Given problem: Resume the passage below on the fisheye depth-estimation benchmark, continuing it from its final sentence.

Source extract:
[start]

In this chapter, we detail the requirements and generation processes of both datasets.

![Image 5: Refer to caption](https://arxiv.org/html/2605.24074v1/banner_final_q92.jpg)

Figure 5: WideDepth: A high-resolution benchmark for fisheye depth estimation in indoor environments. From lidar-generated point clouds (1), we create virtual fisheye cameras with diverse FOVs, distortions, and origins using the Double Sphere Model (2). Cameras capture multiple perspectives and baselines (3), with each fisheye view warped to equirectangular projection to maintain epipolar constraints (4). Finally, depth data is converted to disparity for stereo model evaluation (5). WideDepth includes 101 samples spanning FOVs from 120∘ to 195∘, pushing the limits of mono and stereo depth estimation with superwide-FOV cameras.

### IV-A Benchmark Design

To evaluate model robustness, a benchmark should include diverse scenes and conditions. Unlike autonomous driving datasets with high-frame-rate vehicle-mounted cameras producing near-duplicate samples, we curate scenes based on fine details, geometric complexity, lighting, and depth estimation use cases. For manipulation, isolated objects are key, while navigation benefits from corridors, offices, and cluttered environments (e.g., kitchens). Captured indoors, our benchmark includes the following lighting categories: natural light, office lamps, and mixed conditions. To enhance diversity, we varied capture heights: 1.65m for AR/humanoid robots, 2.5m for CCTV, and 0.5m for mobile platforms. Higher viewpoints emphasize large planes, while lower ones capture finer details like chair legs and wires.

[end]

Records supplied:
[start]

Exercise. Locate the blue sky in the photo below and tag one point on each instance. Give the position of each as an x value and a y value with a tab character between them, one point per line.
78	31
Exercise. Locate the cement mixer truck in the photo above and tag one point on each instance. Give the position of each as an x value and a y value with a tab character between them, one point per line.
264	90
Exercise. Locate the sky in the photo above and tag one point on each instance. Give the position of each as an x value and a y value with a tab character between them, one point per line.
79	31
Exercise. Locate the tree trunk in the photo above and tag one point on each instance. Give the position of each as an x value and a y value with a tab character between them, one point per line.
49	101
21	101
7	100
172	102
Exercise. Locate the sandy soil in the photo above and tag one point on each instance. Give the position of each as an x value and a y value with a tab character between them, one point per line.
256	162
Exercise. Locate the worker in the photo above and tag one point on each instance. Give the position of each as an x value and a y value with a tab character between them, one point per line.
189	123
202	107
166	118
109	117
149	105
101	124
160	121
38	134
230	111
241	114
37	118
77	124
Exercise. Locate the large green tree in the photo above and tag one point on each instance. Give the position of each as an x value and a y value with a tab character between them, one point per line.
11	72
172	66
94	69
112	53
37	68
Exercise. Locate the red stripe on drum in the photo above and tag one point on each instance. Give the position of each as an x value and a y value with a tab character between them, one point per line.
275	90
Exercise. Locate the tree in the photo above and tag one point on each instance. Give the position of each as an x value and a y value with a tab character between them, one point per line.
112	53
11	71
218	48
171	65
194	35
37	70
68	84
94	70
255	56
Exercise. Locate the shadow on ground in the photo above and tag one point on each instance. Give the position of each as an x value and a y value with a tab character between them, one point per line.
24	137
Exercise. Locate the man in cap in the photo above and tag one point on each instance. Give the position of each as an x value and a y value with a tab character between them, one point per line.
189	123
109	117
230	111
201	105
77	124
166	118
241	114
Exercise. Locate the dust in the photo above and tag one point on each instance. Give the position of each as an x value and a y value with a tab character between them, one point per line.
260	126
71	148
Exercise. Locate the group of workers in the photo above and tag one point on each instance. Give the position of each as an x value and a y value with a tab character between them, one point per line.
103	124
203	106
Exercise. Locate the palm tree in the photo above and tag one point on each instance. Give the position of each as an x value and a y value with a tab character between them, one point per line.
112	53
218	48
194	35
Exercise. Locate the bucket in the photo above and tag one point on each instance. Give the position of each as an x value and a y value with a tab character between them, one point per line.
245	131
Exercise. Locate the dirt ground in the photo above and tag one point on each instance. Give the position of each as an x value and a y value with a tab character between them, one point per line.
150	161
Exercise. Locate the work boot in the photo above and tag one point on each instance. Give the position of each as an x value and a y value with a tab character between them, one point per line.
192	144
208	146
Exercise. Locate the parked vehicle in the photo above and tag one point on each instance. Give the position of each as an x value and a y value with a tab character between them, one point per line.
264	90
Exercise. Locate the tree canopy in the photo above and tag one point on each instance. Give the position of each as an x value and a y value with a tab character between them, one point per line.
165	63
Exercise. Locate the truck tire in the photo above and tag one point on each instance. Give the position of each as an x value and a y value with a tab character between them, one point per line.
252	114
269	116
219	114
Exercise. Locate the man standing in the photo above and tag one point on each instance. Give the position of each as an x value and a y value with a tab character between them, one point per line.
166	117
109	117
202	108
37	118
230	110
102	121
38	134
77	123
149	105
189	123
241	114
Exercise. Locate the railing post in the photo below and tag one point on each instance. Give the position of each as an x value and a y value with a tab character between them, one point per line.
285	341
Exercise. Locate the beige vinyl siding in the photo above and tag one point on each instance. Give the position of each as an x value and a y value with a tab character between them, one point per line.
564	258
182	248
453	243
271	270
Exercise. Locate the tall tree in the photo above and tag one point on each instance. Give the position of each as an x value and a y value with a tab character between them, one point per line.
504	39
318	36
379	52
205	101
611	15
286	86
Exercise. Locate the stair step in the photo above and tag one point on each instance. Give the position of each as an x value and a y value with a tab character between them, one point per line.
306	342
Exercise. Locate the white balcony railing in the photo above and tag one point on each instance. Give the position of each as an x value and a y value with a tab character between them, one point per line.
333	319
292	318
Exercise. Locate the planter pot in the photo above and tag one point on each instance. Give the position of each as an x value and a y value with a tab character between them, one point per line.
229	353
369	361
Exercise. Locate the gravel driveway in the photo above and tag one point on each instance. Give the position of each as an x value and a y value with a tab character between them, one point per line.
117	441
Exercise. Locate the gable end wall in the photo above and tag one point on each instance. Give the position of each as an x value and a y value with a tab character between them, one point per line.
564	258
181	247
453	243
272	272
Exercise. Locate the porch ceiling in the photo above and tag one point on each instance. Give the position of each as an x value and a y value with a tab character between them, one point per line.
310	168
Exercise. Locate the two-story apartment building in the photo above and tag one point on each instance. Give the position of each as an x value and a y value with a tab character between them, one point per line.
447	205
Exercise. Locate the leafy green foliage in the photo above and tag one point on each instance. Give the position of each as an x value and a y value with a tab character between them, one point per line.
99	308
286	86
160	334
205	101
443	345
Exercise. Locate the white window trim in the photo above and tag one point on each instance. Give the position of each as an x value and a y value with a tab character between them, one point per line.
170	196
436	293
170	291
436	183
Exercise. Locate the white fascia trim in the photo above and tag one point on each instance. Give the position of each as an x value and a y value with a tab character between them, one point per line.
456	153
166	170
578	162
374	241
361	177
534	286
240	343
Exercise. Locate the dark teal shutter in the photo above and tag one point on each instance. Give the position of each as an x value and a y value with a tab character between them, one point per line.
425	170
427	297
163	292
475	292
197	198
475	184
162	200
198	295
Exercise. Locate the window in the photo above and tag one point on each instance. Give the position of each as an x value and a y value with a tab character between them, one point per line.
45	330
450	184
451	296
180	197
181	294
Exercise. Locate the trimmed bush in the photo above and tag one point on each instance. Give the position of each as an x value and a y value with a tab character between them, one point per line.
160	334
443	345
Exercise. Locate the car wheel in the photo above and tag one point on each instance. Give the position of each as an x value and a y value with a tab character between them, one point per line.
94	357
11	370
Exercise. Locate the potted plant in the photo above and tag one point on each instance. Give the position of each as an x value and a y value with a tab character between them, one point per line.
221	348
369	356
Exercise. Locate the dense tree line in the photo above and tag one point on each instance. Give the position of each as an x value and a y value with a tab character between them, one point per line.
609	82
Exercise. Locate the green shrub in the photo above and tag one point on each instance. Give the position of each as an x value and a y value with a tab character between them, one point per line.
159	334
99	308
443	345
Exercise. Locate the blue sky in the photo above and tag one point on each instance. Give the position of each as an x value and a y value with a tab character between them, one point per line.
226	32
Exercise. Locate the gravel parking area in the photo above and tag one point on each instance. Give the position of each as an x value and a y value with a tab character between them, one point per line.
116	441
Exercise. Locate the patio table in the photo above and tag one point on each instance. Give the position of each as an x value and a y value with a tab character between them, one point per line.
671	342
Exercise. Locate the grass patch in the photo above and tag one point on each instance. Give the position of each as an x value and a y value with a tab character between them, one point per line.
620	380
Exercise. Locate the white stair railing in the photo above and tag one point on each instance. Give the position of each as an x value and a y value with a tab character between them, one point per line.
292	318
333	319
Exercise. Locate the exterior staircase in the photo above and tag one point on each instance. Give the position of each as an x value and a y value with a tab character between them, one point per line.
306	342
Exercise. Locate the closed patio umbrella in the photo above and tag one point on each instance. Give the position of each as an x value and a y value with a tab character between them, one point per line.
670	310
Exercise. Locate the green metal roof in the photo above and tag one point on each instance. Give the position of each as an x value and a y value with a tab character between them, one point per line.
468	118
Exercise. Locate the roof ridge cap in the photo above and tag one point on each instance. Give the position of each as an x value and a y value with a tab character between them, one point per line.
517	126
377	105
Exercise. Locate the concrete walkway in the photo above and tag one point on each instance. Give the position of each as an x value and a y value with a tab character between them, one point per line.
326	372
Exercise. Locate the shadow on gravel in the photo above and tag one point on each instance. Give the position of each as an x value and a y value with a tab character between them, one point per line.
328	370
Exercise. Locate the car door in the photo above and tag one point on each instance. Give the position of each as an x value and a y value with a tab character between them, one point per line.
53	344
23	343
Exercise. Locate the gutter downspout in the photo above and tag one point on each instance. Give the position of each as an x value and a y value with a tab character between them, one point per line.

[end]

Exercise answer:
The key idea is to project a dense, colored point cloud into 2D (see details in [Sec.IV-C](https://arxiv.org/html/2605.24074#S4.SS3 "IV-C Datasets Acquisition ‣ IV Our Proposed Datasets ‣ WideDepth: Millimeter-Accurate Benchmark for Fisheye Depth Estimation")), enabling the use of virtual cameras with flexible configurations. For stereo pairs, we utilize a range of baselines tailored to specific applications: from near-field tasks like robotic arm cameras (20 mm) and consumer stereo cameras such as ZED X (65 mm and 120 mm) to setups with extremely large baselines (200 mm and 300 mm). For fisheye cameras, we selected horizontal FOVs of 120, 140, 165, and 195 degrees to evaluate model performance as the angle gradually increases. The combination of five baselines and four angles results in 20 vertical and 20 horizontal stereo pairs per scene. For pinhole cameras, the FOV is fixed at 90 degrees, generating 5 vertical and 5 horizontal pairs per scene based on baseline variations.

[Figure 4](https://arxiv.org/html/2605.24074#S4.F4 "In IV Our Proposed Datasets ‣ WideDepth: Millimeter-Accurate Benchmark for Fisheye Depth Estimation") presents key dataset statistics. The depth range histogram shows a long right tail, which can challenge near-range indoor models. Overall, the primary depth bins are: 0–1 m (6.9%), 2–5 m (74.7%), 5–10 m (9.6%), and 10+ m (1.7%), aligning with typical indoor datasets. To evaluate scene complexity, we calculated local entropy over 11 neighboring pixels. The majority of samples in our benchmark exhibit high mean local entropy, indicating diverse objects and rich edge details, which pose a greater challenge for depth estimation methods.

We generate stereo fisheye pairs directly from merged LiDAR scans, avoiding the need for panoramic intermediates. With the Double Sphere camera model and a CUDA-accelerated pipeline, our method efficiently synthesizes fisheye images with arbitrary baselines and focal lengths, preserving realistic occlusions and geometric fidelity. This design provides broad coverage of configurations and scalable image generation for diverse benchmarking scenarios.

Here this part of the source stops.